4 maggio 1949, la Tragedia di Superga e la fine del grande Torino

Creato il 04 maggio 2013 da Retrò Online Magazine @retr_online

Come sempre, regnava la quiete più assoluta su quella collina di Torino, da cui, nel piazzale di fronte alla chiesa, si poteva (e si può tutt’ora) ammirare l’imponente vista della città. La primavera guardava ormai verso l’estate, e apparentemente sembrava tutto tranquillo, nonostante la giornata piovosa.
Ad un certo punto, quella quiete venne inaspettatamente e tragicamente rotta da un rombo mai sentito prima.
Poco dopo tutti andarono a vedere cosa fosse successo. E lo videro. E la voce di quell’evento si sparse per tutta la città, poi per tutto il Piemonte e per tutta l’Italia. Non era possibile. Come può il destino essere così tragico alle volte?

________

Cosa farai:
1. Riscrivi il brano sulla tragedia di Superga, tutto da "Poco dopo tutti" fino a "tragico alle volte?", scambiando "voce" con "notizia".
2. Rispondi in breve a queste domande sul brano sulla tragedia di Superga:
(a) In che data è stato creato il brano?
(b) Com'era il tempo quel giorno sulla collina?
(c) Dove si sparse la voce dell'evento?
Il materiale che segue è a parte e non ha legami con il brano.

Materiale fornito:
________

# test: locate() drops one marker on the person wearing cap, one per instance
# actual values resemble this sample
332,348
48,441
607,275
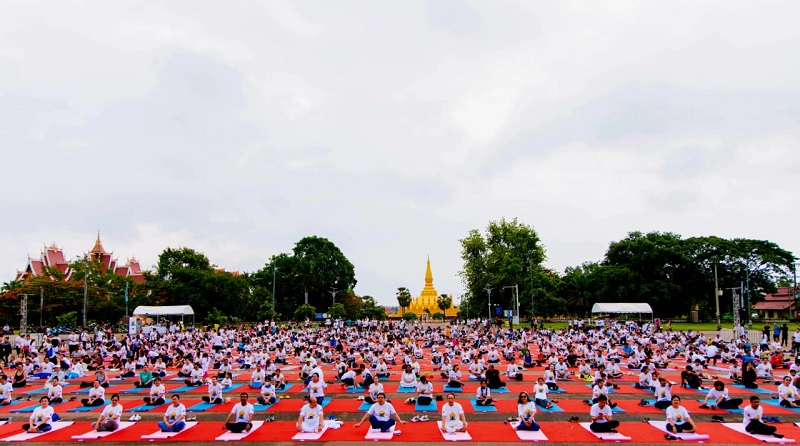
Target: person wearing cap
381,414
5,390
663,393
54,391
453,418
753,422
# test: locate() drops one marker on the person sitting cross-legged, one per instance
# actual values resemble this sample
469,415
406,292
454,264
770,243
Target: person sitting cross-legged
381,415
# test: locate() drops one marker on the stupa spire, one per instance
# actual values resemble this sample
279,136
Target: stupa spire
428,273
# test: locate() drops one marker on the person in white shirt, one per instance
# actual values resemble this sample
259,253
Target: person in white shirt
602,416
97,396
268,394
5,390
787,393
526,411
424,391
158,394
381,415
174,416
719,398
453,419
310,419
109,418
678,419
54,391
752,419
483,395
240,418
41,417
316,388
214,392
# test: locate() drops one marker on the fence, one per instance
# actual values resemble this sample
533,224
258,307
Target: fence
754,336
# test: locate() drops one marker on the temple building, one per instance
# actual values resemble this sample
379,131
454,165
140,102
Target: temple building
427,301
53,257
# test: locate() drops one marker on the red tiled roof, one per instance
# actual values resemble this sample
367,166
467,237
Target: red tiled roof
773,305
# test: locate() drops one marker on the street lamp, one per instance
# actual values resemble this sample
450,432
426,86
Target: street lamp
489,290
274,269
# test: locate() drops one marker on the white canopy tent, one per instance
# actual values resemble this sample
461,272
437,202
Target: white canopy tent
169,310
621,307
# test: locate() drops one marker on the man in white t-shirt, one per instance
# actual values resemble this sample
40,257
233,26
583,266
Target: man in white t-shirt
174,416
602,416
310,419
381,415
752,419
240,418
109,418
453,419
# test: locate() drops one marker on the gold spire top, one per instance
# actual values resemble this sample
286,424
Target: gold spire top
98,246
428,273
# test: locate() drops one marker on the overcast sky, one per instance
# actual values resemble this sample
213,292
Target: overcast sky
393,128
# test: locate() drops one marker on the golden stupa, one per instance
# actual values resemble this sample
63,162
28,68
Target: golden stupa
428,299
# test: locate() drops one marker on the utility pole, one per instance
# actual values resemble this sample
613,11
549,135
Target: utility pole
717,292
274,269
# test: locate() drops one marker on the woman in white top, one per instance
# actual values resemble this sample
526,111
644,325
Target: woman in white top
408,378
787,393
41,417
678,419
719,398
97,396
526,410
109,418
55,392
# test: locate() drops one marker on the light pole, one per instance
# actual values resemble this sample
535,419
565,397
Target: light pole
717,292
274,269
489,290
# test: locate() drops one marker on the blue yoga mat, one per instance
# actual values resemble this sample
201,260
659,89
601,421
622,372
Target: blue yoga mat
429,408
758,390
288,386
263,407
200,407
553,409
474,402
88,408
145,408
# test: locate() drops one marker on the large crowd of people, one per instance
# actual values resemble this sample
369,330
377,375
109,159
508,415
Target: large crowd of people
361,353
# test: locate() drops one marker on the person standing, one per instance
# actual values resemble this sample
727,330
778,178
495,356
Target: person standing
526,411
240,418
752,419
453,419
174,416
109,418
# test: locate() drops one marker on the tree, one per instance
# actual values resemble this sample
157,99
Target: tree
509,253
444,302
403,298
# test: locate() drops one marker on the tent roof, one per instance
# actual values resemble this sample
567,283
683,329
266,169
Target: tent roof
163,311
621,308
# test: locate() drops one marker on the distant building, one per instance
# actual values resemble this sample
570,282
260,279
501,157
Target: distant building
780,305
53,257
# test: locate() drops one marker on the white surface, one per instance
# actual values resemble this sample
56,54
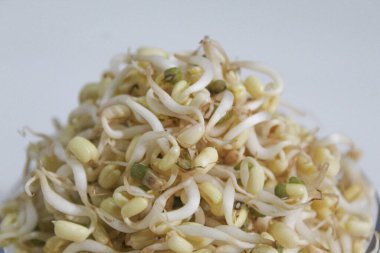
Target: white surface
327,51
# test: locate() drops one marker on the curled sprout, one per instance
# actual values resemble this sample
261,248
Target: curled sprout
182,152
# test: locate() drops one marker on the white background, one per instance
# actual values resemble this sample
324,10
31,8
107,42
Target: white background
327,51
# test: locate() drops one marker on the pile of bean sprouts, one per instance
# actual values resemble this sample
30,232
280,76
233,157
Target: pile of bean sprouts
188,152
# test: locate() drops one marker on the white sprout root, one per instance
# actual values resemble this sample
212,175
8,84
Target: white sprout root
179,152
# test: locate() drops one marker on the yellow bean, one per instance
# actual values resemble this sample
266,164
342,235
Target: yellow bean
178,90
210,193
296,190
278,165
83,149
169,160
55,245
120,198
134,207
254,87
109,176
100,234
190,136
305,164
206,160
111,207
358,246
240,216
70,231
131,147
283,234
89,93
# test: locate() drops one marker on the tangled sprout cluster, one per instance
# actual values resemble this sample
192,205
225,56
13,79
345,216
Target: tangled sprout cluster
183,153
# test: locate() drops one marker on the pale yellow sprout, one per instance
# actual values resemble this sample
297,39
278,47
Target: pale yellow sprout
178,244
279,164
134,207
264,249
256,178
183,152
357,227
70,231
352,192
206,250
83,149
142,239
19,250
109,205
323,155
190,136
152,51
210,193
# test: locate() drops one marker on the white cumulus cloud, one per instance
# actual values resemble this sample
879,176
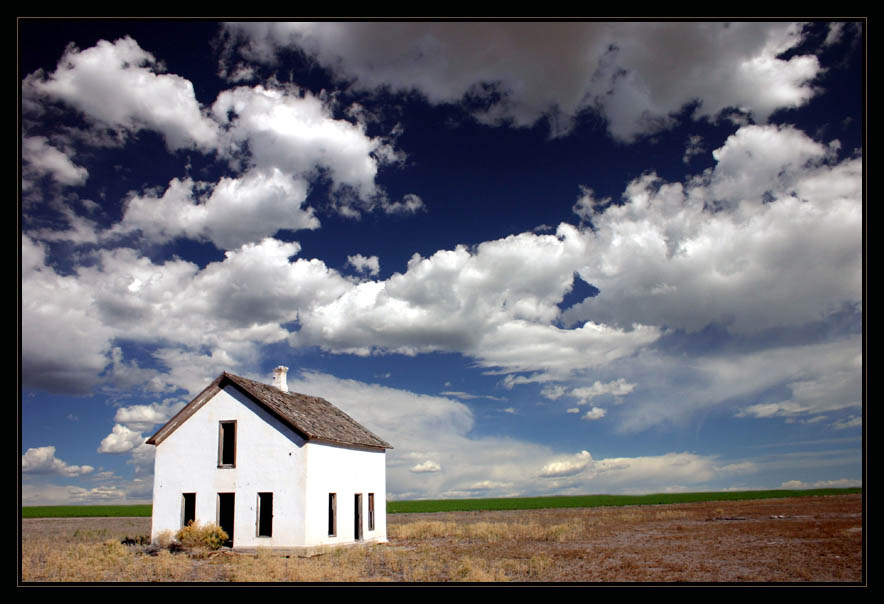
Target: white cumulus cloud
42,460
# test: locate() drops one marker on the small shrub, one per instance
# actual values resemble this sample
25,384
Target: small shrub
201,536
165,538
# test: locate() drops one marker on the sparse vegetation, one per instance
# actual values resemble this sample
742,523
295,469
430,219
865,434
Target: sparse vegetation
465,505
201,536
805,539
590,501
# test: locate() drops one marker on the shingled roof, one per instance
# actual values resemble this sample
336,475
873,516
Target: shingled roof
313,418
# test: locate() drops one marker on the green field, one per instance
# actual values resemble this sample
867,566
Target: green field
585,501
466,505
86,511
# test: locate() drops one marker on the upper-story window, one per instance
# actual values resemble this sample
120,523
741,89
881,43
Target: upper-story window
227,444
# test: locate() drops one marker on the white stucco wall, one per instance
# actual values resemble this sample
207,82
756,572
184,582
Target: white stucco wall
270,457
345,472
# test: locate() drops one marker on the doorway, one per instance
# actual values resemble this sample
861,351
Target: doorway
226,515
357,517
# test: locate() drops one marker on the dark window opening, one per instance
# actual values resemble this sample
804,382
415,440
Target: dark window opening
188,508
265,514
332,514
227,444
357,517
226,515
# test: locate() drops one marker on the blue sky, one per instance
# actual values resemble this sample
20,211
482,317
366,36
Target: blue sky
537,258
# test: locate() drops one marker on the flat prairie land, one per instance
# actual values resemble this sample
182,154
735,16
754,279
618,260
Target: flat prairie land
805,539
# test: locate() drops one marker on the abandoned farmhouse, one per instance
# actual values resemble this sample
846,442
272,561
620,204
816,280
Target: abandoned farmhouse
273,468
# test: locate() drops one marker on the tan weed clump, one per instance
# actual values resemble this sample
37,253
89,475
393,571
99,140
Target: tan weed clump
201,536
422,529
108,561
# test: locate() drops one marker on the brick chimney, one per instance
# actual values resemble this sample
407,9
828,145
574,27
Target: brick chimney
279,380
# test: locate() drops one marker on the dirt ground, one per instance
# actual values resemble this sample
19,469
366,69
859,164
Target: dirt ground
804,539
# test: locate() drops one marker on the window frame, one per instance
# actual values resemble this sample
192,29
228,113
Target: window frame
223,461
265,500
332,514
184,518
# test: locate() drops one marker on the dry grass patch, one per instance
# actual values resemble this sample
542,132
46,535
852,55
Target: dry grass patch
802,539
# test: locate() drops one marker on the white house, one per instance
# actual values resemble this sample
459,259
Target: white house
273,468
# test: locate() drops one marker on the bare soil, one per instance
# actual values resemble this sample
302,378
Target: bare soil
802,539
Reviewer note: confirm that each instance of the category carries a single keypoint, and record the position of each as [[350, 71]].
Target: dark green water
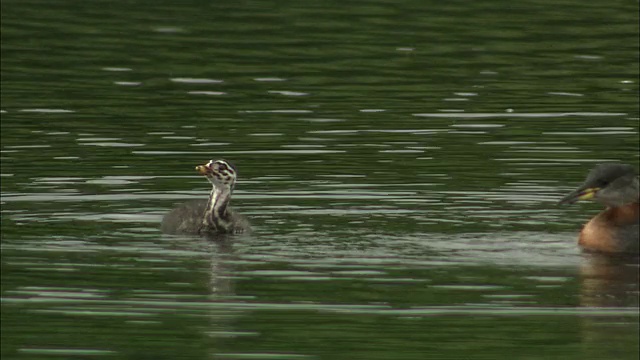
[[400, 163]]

________

Risposte per compito:
1.
Poco dopo tutti andarono a vedere cosa fosse successo. E lo videro. E la notizia di quell’evento si sparse per tutta la città, poi per tutto il Piemonte e per tutta l’Italia. Non era possibile. Come può il destino essere così tragico alle volte?

2.
(a) Il 04 maggio 2013.
(b) Era una giornata piovosa.
(c) Per tutta la città, poi per tutto il Piemonte e per tutta l'Italia.